(Stored data)
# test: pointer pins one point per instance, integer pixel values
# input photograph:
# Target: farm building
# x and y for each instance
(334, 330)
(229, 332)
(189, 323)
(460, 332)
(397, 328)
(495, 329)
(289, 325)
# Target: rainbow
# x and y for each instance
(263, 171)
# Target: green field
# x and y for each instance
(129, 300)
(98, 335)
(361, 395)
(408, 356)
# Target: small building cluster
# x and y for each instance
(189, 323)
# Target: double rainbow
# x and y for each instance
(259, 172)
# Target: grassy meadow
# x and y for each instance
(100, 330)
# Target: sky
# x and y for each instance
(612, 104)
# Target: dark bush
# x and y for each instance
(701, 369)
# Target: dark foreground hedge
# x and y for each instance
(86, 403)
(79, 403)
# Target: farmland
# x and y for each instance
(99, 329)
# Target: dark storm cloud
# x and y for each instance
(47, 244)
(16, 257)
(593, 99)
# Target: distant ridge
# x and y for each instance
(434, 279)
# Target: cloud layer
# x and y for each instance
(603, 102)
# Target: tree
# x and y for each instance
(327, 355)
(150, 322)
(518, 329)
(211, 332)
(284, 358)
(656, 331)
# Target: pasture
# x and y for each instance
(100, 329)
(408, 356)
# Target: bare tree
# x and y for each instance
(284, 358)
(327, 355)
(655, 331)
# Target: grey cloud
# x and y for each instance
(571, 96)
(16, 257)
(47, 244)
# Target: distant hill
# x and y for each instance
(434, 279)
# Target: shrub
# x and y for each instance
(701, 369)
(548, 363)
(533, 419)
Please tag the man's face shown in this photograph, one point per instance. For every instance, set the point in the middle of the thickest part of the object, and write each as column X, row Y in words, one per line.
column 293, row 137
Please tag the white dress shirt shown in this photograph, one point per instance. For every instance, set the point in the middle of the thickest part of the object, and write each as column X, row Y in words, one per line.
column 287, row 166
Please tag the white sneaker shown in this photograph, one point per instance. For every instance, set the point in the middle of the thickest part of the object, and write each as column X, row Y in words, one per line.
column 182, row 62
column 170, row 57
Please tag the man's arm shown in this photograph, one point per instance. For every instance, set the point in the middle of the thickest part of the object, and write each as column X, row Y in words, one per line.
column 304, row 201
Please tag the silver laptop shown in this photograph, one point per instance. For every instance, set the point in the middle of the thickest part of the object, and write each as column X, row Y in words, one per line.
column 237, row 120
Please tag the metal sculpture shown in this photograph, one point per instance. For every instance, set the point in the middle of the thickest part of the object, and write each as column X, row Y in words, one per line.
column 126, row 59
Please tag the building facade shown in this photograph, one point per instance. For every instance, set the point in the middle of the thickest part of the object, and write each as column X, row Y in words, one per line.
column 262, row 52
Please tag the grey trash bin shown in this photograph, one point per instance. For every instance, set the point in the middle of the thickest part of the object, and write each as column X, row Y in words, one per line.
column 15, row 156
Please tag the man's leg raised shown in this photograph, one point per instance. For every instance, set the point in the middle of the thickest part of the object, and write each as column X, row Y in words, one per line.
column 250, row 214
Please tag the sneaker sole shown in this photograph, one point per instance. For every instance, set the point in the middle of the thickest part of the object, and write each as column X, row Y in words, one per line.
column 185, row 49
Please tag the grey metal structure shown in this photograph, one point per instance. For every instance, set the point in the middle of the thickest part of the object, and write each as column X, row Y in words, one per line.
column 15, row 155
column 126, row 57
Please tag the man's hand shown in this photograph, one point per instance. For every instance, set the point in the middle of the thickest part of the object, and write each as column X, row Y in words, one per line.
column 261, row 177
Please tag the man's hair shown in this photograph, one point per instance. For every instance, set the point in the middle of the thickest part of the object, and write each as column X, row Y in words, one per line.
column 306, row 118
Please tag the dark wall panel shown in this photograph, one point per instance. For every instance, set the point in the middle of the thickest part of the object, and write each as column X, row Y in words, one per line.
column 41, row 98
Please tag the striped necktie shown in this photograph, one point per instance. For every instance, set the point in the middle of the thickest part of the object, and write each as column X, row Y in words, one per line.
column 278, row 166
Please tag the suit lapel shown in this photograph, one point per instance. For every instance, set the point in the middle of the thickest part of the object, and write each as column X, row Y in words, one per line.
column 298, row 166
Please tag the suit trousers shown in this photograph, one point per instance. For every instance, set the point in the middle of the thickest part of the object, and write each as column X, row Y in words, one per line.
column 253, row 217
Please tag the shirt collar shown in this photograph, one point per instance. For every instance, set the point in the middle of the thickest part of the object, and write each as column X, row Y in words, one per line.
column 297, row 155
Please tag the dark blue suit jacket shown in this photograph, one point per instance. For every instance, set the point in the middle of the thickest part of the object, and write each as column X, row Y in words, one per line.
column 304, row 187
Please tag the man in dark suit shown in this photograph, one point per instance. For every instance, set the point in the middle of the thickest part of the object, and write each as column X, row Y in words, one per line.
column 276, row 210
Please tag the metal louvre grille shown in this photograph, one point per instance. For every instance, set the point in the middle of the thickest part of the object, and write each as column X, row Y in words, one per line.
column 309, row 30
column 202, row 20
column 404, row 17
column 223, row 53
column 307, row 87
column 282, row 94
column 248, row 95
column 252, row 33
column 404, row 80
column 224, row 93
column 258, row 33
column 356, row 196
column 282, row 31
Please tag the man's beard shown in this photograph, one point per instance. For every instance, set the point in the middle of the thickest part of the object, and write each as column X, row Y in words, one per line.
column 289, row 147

What you will do: Copy out the listing word for word, everything from the line containing "Please tag the suit lapel" down to the line containing "column 253, row 217", with both of those lines included.

Answer below:
Please tag the suit lapel shown in this photograph, one point per instance. For every instance, set the point in the middle of the thickest part of the object, and write each as column X, row Y in words, one per line.
column 298, row 166
Please tag the suit trousers shown in this photograph, one point per instance. For every instance, set the point in the middle of the thickest part of the object, and write each as column X, row Y in words, one per line.
column 253, row 217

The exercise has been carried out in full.